SHORT TASK A:
Reproduce a stretch of the inversion map passage below verbatim, starting at the words "(This function would" and stopping after the words "match a property-value.)".
## START SELECTED PASSAGE
The function returns an inversion map, which is a data structure more
used in the Unicode world than the Perl world. It consists of two
parallel arrays. I suppose a more Perl-centric data structure would be
an array of hashes, but the inversion map seems simpler to me to manipulate.
(This function would be in addition to the previously rfc'd function
Unicode::UCD::prop_invlist() which would return a list of all code
points that match a property-value.)
=pod
=head2 prop_invmap
C<prop_invmap> is used to get the complete mapping definition for the input
property, in the form of an inversion map. An inversion map consists of two
parallel arrays. One is an ordered list of code points that mark range
beginnings, and the other gives the value that all code points in the
corresponding range have. C<prop_invmap> is called with the name of the
desired property, and references to the two arrays, which it fills. For
example,
prop_invmap("Numeric_Value", \@numerics_ranges, \@numerics_maps);
will populate the arrays as shown below:
@numerics_ranges @numerics_maps Note
0x00 "NaN" NaN stands for "Not a Number"
0x30 0 DIGIT 0
0x31 1
0x32 2
...
0x37 7
0x38 8
0x39 9 DIGIT 9
0x3A "NaN"
## END SELECTED PASSAGE
## START PROVIDED MATERIAL
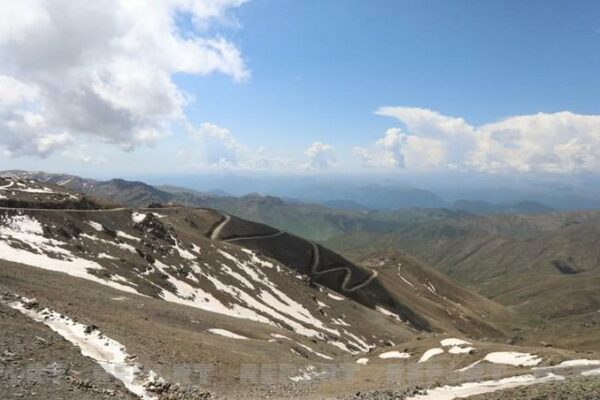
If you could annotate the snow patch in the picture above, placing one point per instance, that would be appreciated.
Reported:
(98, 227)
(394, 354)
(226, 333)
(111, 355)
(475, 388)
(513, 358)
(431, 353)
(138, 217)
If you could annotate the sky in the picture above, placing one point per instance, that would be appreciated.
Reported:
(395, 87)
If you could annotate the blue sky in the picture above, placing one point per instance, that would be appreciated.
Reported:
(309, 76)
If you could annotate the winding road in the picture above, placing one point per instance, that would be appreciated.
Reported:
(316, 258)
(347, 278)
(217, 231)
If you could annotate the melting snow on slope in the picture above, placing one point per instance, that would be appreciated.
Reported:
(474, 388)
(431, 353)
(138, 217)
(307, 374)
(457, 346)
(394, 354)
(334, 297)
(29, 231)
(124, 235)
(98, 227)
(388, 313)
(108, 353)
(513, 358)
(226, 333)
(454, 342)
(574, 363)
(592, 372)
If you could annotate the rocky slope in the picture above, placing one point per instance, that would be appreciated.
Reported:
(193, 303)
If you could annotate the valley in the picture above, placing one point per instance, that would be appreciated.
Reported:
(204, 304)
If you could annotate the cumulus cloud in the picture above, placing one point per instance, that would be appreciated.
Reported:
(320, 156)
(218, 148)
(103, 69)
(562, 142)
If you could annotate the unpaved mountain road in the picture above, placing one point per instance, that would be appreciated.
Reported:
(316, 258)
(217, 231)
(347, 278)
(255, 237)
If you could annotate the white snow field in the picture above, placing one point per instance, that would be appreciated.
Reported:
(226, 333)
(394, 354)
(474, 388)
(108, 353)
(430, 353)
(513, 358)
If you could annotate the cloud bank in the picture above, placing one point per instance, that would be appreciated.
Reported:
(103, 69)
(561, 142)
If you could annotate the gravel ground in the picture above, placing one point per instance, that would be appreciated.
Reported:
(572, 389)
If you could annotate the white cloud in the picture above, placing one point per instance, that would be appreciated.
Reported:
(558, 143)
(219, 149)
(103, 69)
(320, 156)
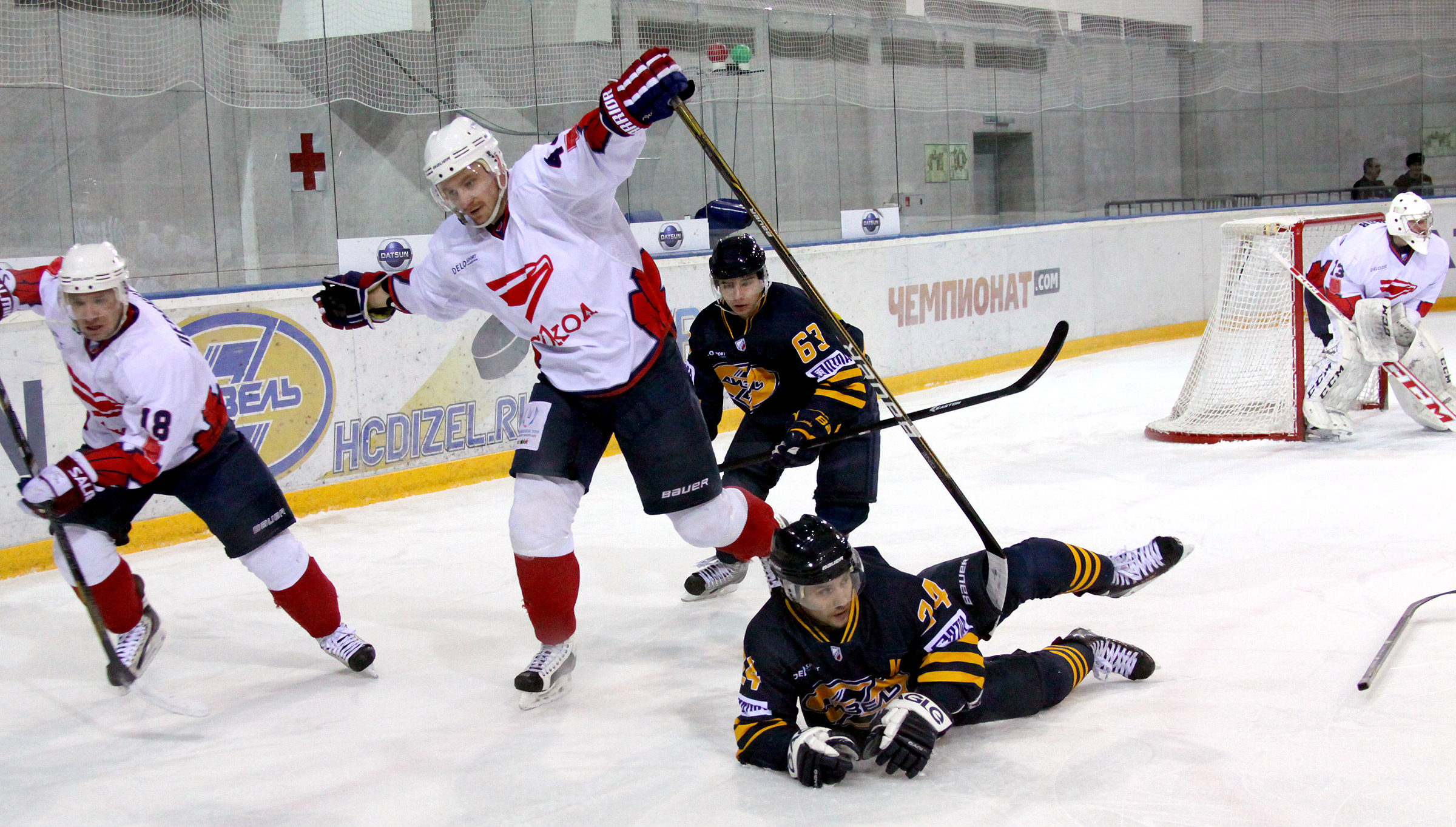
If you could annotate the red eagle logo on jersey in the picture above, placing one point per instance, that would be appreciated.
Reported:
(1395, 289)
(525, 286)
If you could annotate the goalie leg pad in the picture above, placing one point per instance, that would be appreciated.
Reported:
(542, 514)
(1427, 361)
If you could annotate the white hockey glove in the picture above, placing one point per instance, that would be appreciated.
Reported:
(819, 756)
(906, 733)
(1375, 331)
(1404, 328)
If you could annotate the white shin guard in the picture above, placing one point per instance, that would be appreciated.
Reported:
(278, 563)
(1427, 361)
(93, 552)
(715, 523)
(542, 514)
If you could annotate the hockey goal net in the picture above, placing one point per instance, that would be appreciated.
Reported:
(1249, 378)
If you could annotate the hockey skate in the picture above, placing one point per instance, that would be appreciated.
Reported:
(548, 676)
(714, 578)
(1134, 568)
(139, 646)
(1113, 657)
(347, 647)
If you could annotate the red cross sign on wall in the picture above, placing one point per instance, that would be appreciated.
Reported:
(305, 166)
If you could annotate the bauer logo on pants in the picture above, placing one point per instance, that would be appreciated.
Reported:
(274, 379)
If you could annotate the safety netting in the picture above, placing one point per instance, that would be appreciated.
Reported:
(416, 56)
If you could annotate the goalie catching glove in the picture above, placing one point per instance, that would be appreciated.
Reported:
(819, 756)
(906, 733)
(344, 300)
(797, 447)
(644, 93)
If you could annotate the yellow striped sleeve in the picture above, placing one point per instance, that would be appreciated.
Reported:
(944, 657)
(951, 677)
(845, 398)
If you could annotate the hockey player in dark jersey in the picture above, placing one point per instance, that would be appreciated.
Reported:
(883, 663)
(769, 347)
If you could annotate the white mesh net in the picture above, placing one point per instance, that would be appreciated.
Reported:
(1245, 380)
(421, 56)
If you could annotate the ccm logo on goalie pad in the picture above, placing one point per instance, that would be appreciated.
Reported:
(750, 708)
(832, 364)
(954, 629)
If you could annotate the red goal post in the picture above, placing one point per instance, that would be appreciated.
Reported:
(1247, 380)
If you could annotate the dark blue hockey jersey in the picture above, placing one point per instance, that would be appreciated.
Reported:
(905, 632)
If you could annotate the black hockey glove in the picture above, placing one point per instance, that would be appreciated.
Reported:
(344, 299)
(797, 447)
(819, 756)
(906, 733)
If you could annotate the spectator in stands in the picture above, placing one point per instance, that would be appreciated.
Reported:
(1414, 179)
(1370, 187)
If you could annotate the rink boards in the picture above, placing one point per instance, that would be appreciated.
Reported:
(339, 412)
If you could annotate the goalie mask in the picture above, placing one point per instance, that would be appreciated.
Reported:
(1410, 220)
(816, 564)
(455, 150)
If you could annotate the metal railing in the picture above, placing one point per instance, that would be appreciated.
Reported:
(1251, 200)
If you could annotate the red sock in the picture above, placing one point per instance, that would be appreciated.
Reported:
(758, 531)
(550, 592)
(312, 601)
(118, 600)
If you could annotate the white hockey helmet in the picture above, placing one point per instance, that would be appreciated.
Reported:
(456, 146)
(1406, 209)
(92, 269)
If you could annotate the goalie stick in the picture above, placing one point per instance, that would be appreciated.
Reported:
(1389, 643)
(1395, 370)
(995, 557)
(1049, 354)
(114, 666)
## END PROVIDED MATERIAL
## START PROVIDED MATERIAL
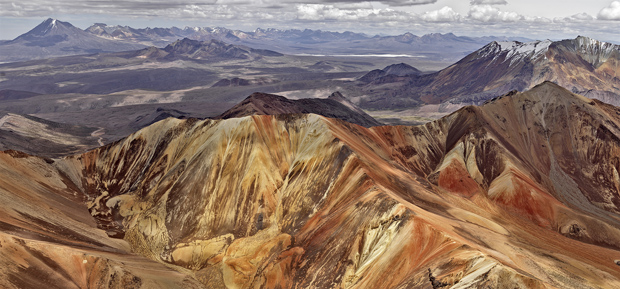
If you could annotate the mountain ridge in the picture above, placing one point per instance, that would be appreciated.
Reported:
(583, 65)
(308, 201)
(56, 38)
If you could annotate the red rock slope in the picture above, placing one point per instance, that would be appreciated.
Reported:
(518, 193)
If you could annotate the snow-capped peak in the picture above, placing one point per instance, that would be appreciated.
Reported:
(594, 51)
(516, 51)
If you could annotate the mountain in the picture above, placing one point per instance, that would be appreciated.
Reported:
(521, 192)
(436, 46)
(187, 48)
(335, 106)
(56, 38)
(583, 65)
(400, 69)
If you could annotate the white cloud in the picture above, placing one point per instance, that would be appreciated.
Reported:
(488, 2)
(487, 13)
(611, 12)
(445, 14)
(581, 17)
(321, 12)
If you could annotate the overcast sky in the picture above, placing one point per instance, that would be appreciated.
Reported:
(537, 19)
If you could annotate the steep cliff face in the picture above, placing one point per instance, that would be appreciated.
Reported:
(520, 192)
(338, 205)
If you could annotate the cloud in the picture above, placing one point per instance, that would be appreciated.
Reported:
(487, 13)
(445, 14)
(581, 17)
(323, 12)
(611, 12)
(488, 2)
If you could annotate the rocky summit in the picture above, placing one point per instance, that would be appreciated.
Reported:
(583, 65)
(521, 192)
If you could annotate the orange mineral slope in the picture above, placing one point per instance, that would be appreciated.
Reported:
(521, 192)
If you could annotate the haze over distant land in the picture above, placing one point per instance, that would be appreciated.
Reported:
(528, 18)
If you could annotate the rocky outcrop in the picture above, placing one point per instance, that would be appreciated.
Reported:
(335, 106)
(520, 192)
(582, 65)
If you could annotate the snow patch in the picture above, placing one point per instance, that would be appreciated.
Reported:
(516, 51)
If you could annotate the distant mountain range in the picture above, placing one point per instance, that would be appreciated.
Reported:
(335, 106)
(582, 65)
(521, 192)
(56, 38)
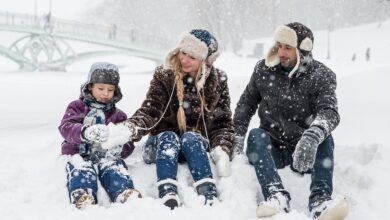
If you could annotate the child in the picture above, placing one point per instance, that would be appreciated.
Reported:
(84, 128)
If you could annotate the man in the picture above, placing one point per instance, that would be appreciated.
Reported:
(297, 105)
## END PROVIDED MATERIAL
SHORT TASK B:
Locate each line of the entries above that includes the word "rocky" and copy those lines, with letter case counting in the match.

OUTPUT A:
(This function would be in addition to the previously rfc'd function
Unicode::UCD::prop_invlist() which would return a list of all code
points that match a property-value.)

OUTPUT B:
If you could annotate the rocky slope in the picture above, placing one point per instance, that would be appreciated.
If you could annotate the rocky summit in the picture above, placing one point per instance, that would be appreciated.
If you could annotate the rocky outcrop in the picture above, placing one point per instance, that would be appreciated.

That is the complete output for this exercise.